To do:
Please copy the whole forum thread on tipping below word for word, keeping every line unchanged.

Text for analysis:
I totally agree. Should we also tip teachers, lawyers, doctors, ambulance drivers, etc? 

In my view, tip is like a tax... It's like paying 'fuel surcharge' by transportation industry. You either include it in the price or drop it... don't name it something else and hide it. 

20% tip + 13% HST... Whatever the menu price is, you have to add 1/3 to it to appreciate the real price. It's dishonest.


----------



## Synergy (Mar 18, 2013)

One more reason to cook your own meals and brown bag your lunches.


----------



## Beaver101 (Nov 14, 2011)

Synergy said:


> One more reason to cook your own meals and brown bag your lunches.


 ... excluding tourists, business travelers, hospitality workers, and the likes, of course.


----------



## Synergy (Mar 18, 2013)

Beaver101 said:


> ... excluding tourists, business travelers, hospitality workers, and the likes, of course.


hotel with kitchenette, grocery store, picnic in the park with the CEO's, etc.:biggrin:


----------



## joncnca (Jul 12, 2009)

i'll call my credit card company in a couple of days when the transaction settles. it amounts to a few dollars more than i had already left as a tip, but on principle, i feel this is wrong.

it wasn't a chip transaction, i got a slip with a line to write down the tip myself. i always (well, 99% of the time - one time the waiter dropped food on my wife's clothing, left a big stain we knew wouldn't come out, and while it was an accident, i didn't leave anything) leave a tip because it's a social norm, and i leave between 15-20%.

[Referring expression pointing data]
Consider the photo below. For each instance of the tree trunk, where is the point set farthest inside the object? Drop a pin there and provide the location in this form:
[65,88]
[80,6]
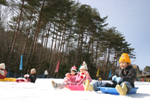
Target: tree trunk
[37,28]
[16,33]
[24,47]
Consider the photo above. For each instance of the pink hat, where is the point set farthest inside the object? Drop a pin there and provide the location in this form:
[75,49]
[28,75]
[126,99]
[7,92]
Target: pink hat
[74,68]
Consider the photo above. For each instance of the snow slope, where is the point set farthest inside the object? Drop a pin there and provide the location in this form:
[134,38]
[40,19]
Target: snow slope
[43,90]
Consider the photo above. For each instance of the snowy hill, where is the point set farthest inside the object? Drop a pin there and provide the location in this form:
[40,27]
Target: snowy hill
[43,90]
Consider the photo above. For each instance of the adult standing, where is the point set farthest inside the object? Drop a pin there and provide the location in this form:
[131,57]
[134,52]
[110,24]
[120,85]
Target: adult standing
[45,73]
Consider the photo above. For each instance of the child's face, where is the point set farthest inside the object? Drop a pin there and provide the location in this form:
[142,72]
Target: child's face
[123,65]
[31,72]
[82,70]
[73,73]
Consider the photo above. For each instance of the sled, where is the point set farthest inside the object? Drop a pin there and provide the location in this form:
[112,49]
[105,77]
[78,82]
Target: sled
[22,80]
[110,90]
[8,80]
[75,87]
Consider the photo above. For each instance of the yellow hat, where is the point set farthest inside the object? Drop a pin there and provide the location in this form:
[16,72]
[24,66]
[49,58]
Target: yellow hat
[125,58]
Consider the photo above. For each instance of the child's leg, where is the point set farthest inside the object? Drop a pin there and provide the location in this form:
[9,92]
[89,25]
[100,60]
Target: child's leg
[129,86]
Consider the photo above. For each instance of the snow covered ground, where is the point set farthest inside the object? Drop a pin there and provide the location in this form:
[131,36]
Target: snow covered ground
[43,90]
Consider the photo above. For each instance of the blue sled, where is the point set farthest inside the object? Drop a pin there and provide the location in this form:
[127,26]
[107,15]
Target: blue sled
[110,90]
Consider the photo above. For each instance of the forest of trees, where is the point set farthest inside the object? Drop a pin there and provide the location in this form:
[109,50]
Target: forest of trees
[46,31]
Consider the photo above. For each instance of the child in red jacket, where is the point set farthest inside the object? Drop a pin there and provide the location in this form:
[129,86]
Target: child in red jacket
[3,72]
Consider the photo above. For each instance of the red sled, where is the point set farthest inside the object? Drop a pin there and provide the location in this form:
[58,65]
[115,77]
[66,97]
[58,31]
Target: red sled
[75,87]
[22,81]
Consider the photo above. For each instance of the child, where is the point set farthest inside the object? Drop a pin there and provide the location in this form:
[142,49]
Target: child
[80,77]
[29,78]
[122,79]
[68,80]
[3,72]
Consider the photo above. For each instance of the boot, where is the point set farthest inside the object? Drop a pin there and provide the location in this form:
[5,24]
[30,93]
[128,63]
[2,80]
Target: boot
[88,86]
[122,90]
[58,85]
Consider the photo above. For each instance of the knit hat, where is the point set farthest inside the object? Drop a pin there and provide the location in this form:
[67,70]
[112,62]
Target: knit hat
[33,70]
[74,68]
[125,58]
[84,66]
[2,65]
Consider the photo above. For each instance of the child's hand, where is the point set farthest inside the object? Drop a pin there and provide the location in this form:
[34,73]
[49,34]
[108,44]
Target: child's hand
[87,74]
[68,75]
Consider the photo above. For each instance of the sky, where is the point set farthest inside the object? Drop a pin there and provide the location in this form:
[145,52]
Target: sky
[132,19]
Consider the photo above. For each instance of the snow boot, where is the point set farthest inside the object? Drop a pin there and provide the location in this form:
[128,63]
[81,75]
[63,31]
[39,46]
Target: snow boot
[88,86]
[122,90]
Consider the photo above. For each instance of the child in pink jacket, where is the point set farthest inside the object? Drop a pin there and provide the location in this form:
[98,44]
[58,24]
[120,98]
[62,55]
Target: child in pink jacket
[68,80]
[78,79]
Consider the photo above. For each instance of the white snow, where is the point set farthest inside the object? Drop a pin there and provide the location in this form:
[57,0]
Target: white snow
[43,90]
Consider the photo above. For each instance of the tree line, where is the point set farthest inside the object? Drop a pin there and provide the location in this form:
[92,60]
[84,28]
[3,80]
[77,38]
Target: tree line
[46,31]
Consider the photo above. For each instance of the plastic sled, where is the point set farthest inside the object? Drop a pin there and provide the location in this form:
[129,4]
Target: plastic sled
[75,87]
[110,90]
[8,80]
[22,80]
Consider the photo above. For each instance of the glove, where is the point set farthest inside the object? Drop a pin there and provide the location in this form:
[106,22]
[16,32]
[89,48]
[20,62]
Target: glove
[26,75]
[68,75]
[82,75]
[86,74]
[118,79]
[114,78]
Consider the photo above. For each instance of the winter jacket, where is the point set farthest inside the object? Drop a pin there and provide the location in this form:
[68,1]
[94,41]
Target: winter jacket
[78,80]
[3,73]
[128,74]
[32,78]
[70,81]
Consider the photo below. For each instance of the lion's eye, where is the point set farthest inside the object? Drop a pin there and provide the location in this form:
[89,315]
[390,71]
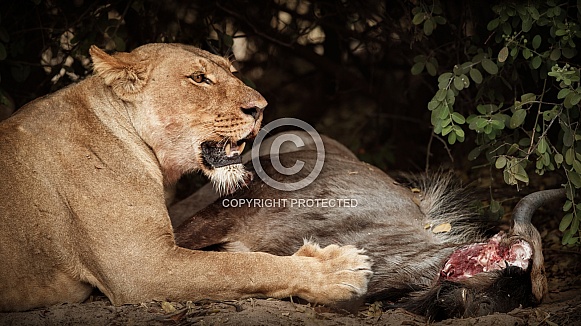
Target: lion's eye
[199,77]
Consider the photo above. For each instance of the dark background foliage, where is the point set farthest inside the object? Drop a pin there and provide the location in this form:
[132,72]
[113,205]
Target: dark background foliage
[342,66]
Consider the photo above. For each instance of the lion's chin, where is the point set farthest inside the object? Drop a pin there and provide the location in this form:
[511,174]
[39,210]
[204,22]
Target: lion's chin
[227,179]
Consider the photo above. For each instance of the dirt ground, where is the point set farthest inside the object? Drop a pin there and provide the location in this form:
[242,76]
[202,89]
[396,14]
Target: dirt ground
[562,307]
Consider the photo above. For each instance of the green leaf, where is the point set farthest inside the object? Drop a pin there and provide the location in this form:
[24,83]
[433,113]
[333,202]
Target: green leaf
[458,83]
[542,146]
[558,158]
[476,75]
[445,77]
[500,162]
[528,97]
[569,53]
[555,54]
[577,166]
[563,93]
[517,118]
[536,62]
[474,153]
[526,53]
[489,66]
[433,104]
[567,206]
[503,54]
[459,132]
[458,118]
[575,179]
[527,24]
[419,18]
[565,222]
[452,138]
[536,41]
[440,95]
[570,156]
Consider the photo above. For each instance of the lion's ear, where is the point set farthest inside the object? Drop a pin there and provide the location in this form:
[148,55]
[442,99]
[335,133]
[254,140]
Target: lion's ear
[121,71]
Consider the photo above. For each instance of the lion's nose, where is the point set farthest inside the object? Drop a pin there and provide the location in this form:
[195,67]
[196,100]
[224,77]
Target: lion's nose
[253,111]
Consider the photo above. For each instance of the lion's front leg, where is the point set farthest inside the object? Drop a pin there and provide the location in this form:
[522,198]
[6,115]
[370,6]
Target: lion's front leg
[336,276]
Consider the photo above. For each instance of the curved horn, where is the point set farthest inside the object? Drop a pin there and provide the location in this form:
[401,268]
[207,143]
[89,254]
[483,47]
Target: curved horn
[524,209]
[522,227]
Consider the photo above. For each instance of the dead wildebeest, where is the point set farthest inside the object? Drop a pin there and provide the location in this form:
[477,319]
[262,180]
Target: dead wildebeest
[424,236]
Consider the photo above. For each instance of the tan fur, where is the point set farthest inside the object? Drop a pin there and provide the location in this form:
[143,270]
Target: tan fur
[82,191]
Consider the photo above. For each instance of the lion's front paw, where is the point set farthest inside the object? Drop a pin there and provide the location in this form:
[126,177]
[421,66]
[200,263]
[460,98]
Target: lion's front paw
[338,275]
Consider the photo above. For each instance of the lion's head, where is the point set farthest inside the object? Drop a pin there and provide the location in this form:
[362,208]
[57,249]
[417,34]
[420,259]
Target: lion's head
[186,104]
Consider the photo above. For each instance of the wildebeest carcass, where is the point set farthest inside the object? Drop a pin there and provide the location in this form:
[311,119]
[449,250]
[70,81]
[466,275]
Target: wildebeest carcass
[424,236]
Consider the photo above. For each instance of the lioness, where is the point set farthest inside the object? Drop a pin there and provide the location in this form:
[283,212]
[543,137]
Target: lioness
[82,189]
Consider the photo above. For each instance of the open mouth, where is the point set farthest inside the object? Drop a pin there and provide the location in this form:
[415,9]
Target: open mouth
[223,153]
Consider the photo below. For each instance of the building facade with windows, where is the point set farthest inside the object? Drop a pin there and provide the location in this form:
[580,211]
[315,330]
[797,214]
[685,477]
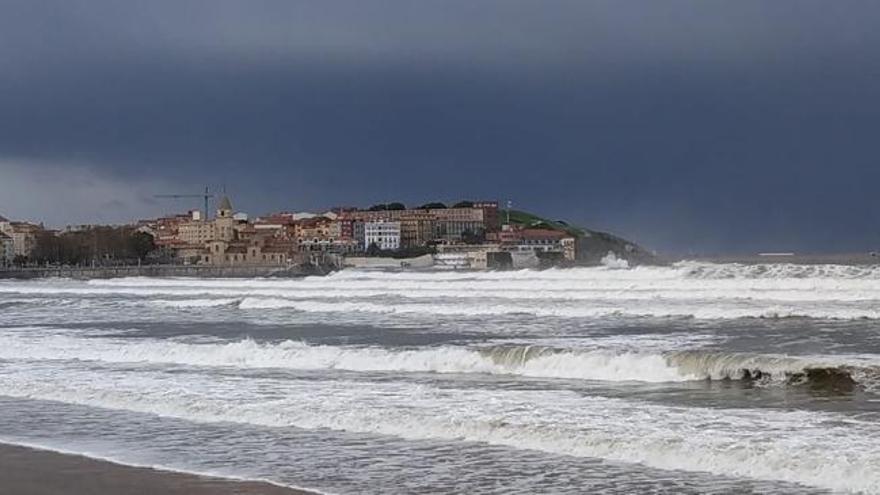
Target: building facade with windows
[384,234]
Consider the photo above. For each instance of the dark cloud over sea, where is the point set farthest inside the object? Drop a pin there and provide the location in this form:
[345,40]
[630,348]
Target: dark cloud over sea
[686,125]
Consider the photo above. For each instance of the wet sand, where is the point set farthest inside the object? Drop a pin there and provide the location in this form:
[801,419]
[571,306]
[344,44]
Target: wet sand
[26,471]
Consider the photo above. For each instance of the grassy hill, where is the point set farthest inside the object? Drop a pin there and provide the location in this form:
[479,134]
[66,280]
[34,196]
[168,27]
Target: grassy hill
[592,244]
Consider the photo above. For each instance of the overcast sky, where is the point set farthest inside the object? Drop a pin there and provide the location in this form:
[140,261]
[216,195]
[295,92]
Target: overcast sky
[689,126]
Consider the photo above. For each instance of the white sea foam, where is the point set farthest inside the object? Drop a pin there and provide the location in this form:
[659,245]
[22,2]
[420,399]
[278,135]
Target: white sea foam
[818,449]
[697,290]
[522,360]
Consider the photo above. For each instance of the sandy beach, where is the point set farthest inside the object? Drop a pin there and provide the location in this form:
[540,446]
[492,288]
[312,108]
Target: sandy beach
[26,471]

Task solution:
I totally agree. Should we also tip teachers, lawyers, doctors, ambulance drivers, etc? 

In my view, tip is like a tax... It's like paying 'fuel surcharge' by transportation industry. You either include it in the price or drop it... don't name it something else and hide it. 

20% tip + 13% HST... Whatever the menu price is, you have to add 1/3 to it to appreciate the real price. It's dishonest.


----------



## Synergy (Mar 18, 2013)

One more reason to cook your own meals and brown bag your lunches.


----------



## Beaver101 (Nov 14, 2011)

Synergy said:


> One more reason to cook your own meals and brown bag your lunches.


 ... excluding tourists, business travelers, hospitality workers, and the likes, of course.


----------



## Synergy (Mar 18, 2013)

Beaver101 said:


> ... excluding tourists, business travelers, hospitality workers, and the likes, of course.


hotel with kitchenette, grocery store, picnic in the park with the CEO's, etc.:biggrin:


----------



## joncnca (Jul 12, 2009)

i'll call my credit card company in a couple of days when the transaction settles. it amounts to a few dollars more than i had already left as a tip, but on principle, i feel this is wrong.

it wasn't a chip transaction, i got a slip with a line to write down the tip myself. i always (well, 99% of the time - one time the waiter dropped food on my wife's clothing, left a big stain we knew wouldn't come out, and while it was an accident, i didn't leave anything) leave a tip because it's a social norm, and i leave between 15-20%.